──────── SUPPLIED TEXT

# Dealing with stress in a professional kitchen



## Littlebigchef (Dec 1, 2017)

So tiss the season etc

My drinking (and drug use) goes through peaks and troffs depending how busy the restaurant is. Doesn't roll into work but getting home late, girlfriend asleep etc I will happily polish off a bottle of wine and a few lines. 
Basically I'm hitting 30 next year and this is a bad habbit I have had for too long, I would like to know your ways off dealing with the hours/stress and how you switch off.
Thanks in advance


----------



## kuan (Jun 11, 2001)

I would say do not be afraid to seek mental help. Look for the closest free mental health clinic near you.


----------



## chefbuba (Feb 17, 2010)

Get off the dope, it will ruin your career. I liked the smell of a white powder in the 80's, once I woke up and ditched the stuff, including pot I could see what damage it was doing at work. 
I just stopped, no help. It wasn't that hard once I told myself what was happening and what could happen.


----------



## chefbillyb (Feb 8, 2009)

I think we all went through the highs and lows of working in the kitchen. We get off work and everyone else is sleeping. The only people left are the people who understand just what your going through. I think you know the while powder and booze isn't the answer. Hitting bottom means you lose your family, job and in some cases friends. I got out of all that when I started working days. I would recommend getting into a less stressful situation. Your family and health are the most important things in the world.


----------



## chefwriter (Oct 31, 2012)

I've never had a drug or drinking problem but I'll offer a couple of tips. 
You don't switch it off, you drain it out. 
Go home immediately after work. When you get home after work, immediately strip down and take a hot shower. That grubby feeling you have at the end of a shift needs to be gotten rid of right away. Get clean and in fresh clothing as soon as possible.

────────────────

● **WHAT YOU NEED TO DO**
Which usernames posted replies to the opening post in the thread on kitchen stress above?

──────── RECORDS

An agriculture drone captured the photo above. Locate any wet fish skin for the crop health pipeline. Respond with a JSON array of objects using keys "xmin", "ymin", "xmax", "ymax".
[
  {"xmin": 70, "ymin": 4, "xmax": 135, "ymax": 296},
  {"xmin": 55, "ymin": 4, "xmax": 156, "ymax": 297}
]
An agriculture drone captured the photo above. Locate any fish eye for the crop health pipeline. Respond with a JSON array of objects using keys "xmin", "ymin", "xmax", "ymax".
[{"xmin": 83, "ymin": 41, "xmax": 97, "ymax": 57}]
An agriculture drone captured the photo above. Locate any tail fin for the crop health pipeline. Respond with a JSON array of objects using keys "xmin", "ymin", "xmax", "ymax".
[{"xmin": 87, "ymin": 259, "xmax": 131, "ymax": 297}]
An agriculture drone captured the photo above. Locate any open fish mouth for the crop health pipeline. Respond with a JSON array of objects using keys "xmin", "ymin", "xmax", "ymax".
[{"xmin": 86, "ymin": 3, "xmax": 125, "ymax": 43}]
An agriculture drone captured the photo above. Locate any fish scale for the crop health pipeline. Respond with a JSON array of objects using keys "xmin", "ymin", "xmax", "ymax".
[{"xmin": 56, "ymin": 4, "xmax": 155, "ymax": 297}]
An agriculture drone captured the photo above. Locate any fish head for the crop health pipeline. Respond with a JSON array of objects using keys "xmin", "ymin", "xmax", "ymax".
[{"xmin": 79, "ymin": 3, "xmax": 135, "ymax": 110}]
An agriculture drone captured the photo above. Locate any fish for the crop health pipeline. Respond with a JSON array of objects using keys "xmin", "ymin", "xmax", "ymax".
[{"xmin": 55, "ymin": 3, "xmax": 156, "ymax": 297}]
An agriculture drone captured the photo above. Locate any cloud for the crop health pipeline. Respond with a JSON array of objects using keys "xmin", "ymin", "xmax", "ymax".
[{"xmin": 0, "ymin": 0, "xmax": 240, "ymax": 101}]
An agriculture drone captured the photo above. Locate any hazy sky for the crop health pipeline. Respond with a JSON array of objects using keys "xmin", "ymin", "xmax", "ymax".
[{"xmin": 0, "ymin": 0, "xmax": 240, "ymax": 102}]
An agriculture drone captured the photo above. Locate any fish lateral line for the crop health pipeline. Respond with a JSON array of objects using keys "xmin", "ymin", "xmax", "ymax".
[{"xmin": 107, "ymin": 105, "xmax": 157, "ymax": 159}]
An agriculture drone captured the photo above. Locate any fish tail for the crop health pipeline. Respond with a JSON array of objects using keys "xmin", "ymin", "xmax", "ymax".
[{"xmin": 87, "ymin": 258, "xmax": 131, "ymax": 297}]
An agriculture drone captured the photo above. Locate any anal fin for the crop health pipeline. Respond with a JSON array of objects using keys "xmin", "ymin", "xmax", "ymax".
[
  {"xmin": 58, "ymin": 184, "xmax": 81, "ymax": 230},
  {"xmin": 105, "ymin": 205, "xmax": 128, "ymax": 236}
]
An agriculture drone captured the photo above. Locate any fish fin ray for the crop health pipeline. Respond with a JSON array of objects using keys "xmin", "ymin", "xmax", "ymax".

────────────────

● **EXERCISE OUTPUT**
kuan, chefbuba, chefbillyb, chefwriter